> [Bloco de texto]:
---+---

A parede celular é a responsável pela arquitetura, defesa e percepção do ambiente das plantas. Além disso, essas paredes são ricas em açúcares, como a glicose, elemento essencial para a produção de etanol, biocombustível muito utilizado nos dias de hoje. O estudo da degradação da parede celular, que é feita por enzimas produzidas pela própria planta, é promissor na área de produção do etanol celulósico.
Nas raízes de algumas plantas, principalmente das plantas que sofrem alagamento, há a produção de uma estrutura chamada de aerênquima, que é um tecido responsável pela oxigenação dos tecidos nas plantas. Embora esse tecido seja mais encontrado em plantas aquáticas, o aerênquima também é encontrado em algumas espécies da cana de açúcar produzidas no Brasil. Após o alagamento, as células recebem uma sinalização da falta de oxigênio no tecido e inicia a produção de enzimas que degradam a parede celular, formando espaços de ar chamados de aerênquima. A tese de doutorado da bióloga Adriana Grandis explica quais são estas enzimas que atacam a parede celular da cana e em que momento são produzidas.

---+---

Transcreva o trecho do texto sobre a parede celular das plantas de "Nas raízes de" até "momento são produzidas.", substituindo "aerênquima" por "parênquima aerífero". As linhas apresentadas adiante têm origem em outra fonte.

(Dados de localização por ponto para cada instância)

---+---

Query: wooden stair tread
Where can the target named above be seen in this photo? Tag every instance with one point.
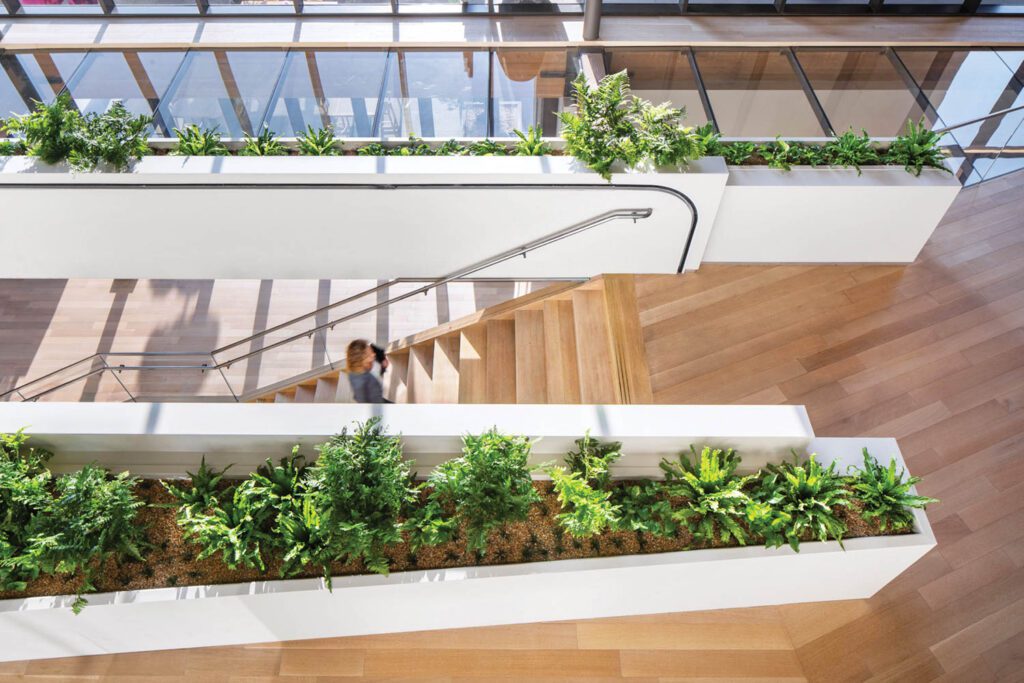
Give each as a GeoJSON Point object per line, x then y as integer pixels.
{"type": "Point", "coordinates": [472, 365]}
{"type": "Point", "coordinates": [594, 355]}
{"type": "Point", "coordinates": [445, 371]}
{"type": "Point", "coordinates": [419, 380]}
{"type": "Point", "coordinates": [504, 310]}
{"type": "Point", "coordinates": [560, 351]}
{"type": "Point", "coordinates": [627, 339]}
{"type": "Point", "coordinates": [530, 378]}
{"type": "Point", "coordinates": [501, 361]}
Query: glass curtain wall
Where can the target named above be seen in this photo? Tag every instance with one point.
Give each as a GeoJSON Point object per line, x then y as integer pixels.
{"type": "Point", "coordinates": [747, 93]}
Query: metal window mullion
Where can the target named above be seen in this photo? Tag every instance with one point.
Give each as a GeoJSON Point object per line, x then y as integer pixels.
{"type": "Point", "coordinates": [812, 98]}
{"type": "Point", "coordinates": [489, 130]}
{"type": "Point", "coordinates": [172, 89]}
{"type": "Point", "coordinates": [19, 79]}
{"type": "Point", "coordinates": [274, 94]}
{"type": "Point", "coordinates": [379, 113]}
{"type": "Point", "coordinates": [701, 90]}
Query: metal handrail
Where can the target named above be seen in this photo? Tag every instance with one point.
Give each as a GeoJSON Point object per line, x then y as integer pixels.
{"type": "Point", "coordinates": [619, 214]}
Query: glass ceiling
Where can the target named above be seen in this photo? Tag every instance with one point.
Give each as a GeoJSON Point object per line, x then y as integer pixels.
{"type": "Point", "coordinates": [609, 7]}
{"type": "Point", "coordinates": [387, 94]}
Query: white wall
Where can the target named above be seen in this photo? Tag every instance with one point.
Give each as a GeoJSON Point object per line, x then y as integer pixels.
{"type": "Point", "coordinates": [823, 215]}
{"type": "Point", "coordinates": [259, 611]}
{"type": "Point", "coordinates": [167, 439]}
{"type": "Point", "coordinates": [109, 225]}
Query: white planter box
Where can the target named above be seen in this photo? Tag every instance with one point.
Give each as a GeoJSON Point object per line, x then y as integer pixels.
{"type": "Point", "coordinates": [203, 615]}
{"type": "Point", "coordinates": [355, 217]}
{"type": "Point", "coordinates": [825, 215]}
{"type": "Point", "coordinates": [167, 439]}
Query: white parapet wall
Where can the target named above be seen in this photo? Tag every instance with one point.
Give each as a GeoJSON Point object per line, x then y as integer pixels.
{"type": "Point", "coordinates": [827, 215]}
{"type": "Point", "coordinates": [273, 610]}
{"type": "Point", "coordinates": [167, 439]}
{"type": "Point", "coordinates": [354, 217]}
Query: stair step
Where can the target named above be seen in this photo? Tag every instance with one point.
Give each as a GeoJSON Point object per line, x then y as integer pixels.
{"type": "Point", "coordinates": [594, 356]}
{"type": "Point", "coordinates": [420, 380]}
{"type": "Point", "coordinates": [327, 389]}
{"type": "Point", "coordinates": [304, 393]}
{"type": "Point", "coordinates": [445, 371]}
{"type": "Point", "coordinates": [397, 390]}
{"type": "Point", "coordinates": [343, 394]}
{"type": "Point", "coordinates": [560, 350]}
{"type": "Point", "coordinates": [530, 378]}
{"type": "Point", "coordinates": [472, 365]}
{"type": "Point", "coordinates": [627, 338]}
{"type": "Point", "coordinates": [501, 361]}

---+---

> [Resolução]:
Nas raízes de algumas plantas, principalmente das plantas que sofrem alagamento, há a produção de uma estrutura chamada de parênquima aerífero, que é um tecido responsável pela oxigenação dos tecidos nas plantas. Embora esse tecido seja mais encontrado em plantas aquáticas, o parênquima aerífero também é encontrado em algumas espécies da cana de açúcar produzidas no Brasil. Após o alagamento, as células recebem uma sinalização da falta de oxigênio no tecido e inicia a produção de enzimas que degradam a parede celular, formando espaços de ar chamados de parênquima aerífero. A tese de doutorado da bióloga Adriana Grandis explica quais são estas enzimas que atacam a parede celular da cana e em que momento são produzidas.